What this exercise asks ::
• 1. In the article on the SPAC tax, on what date did House Resolution 5376 become law?
• 2. Locate each line in the rows below that contains the word "costume", with case counting, and copy those lines out.

New U.S. law creates a SPAC tax: or does it?
Cameron Tousi assesses the U.S. Inflation Reduction Act’s implications for SPACs
The U.S. Congress recently passed the Inflation Reduction Act which also threw a jab at public corporations for their stock buybacks: a new 1 per cent excise tax. But the law of unintended or perhaps intended consequences is alive and well. A vanilla reading of the language would stick it to SPACs as well.
SPACs: why the hype?
An honest and fair question you ask. SPACs (Special Purpose Acquisition Companies) have become a popular way for businesses to go public in recent years. They are formed by investors who agree to put money into the trust account of a blank-check company that will then be used to acquire another business. Once the acquisition is complete, the SPAC is like a normal publicly-traded company. Because SPACs provide a simplified and faster way to go public and, on the surface at least involve fewer fees, they have attracted the attention of many businesses and investors.
They are called blank check companies because the investor, in effect, gives a blank check to a SPAC without it having a business plan or particular purpose. They invest because of the name and business reputation of the SPAC’s sponsors who are trusted to find merger targets and carry them out.
The investor is awarded a measure of protection: SPACs are required to liquidate and return funds to shareholders if the merger acquisition never happens within two years, or three years with shareholder approval, for whatever the reason. This redemption right means if the SPAC is unable or unwilling to find a suitable company to acquire or is incapable of completing the merger, shareholders will get their money back.
Tax on stock repurchases
House Resolution 5376 became law on August 16, 2022, as the Inflation Reduction Act. With it came a significant tax provision, namely a 1 per cent excise duty to be imposed on stock buybacks by public corporations.
If a publicly traded US corporation repurchases its own stock from shareholders after December 31 2022, the tax could apply. For this purpose, the ‘repurchase’ would arguably include any transaction classified as a redemption for income tax purposes. It also includes transactions U.S. Treasury determines will have economic term effects, generally including buybacks or other exchanges where the corporation gets its stock back for value.
The tax is assessed on the difference in fair market value between repurchased and issued stock in the same taxable year. This ‘netting rule’ means for purposes of determining how much is owed in taxes, stock issuances are netted against repurchases. The effect is to mitigate the impact of the tax. So, in any year where the value of issued stock exceeds the value of the repurchase, there is no such tax.
A number of common stock issuances would notably facilitate mitigation under the netting rule. Included are compensation (from options exercises or otherwise), private investment in a public offering, convertible debt conversions, exercised warrants and also public offerings. The latter presumably includes a SPAC IPO (initial public offering).
The question is whether a new tax has actually been created on SPACs. The answer is likely ‘yes’ for nearly all SPACs.
As an initial consideration, note U.S. excise tax rules do contain certain exceptions, where a non-U.S. SPAC entity does not convert to a U.S. entity. However, based on their plain language, all other SPACs are simply not tax exempted.

Raw data ::

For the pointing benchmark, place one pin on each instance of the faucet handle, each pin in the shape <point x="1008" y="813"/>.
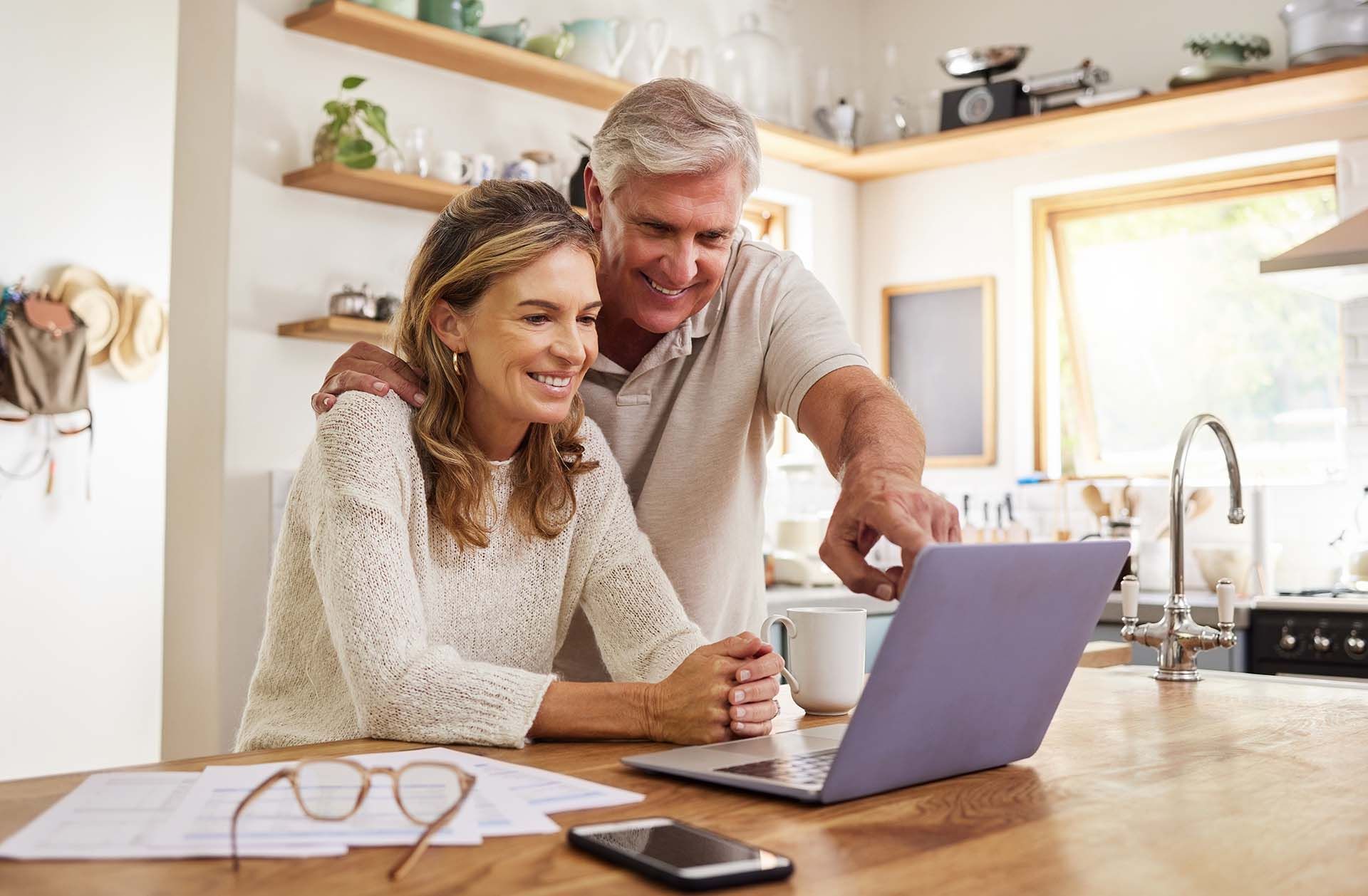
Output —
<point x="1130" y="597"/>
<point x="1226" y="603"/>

...

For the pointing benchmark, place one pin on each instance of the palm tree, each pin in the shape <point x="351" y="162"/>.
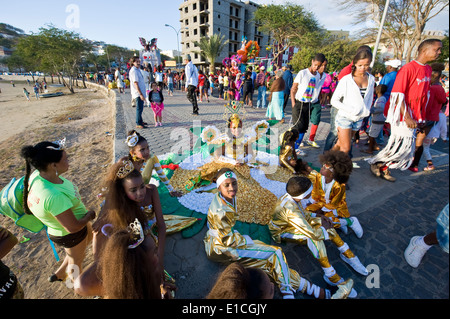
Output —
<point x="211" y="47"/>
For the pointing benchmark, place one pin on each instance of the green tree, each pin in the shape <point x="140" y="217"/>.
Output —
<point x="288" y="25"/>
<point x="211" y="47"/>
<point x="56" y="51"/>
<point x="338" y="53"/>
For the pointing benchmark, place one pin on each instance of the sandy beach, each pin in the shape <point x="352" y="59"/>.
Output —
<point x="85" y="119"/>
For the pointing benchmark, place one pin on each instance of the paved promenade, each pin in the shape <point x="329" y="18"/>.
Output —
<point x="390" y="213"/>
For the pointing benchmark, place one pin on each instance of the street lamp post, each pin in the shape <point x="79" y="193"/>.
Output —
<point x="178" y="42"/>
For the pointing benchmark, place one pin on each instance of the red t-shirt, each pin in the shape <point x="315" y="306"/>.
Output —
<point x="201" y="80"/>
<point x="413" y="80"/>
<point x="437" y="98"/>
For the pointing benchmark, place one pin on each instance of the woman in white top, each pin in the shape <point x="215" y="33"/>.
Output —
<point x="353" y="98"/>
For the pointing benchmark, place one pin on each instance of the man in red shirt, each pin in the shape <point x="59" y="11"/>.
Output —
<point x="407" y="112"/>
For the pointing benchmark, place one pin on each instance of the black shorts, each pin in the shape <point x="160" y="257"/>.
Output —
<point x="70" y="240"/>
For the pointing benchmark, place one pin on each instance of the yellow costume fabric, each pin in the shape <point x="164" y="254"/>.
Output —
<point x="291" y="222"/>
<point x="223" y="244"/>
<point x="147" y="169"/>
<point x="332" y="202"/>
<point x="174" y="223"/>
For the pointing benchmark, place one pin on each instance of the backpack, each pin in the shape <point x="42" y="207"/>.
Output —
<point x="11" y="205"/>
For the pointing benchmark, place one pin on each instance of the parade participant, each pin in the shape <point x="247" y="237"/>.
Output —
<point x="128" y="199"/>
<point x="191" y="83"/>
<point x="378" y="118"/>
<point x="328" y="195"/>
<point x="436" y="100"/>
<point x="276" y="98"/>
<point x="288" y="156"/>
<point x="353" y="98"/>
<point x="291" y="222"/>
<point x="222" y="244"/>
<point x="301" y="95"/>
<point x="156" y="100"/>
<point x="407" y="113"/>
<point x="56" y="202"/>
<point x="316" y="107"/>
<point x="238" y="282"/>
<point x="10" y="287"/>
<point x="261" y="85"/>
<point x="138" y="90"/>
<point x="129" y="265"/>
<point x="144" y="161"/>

--

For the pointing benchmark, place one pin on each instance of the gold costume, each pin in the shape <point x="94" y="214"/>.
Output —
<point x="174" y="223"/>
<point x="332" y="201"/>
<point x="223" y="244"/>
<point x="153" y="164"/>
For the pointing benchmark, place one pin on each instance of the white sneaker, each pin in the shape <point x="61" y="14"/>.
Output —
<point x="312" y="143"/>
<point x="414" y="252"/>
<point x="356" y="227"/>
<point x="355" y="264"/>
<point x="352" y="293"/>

Full answers ::
• 1. August 16, 2022

• 2.
For the pointing benchmark, place one pin on each instance of the yellow costume fabric, each pin in the shape <point x="164" y="254"/>.
For the pointing benchmark, place one pin on each instance of the gold costume, each pin in the shape <point x="94" y="214"/>.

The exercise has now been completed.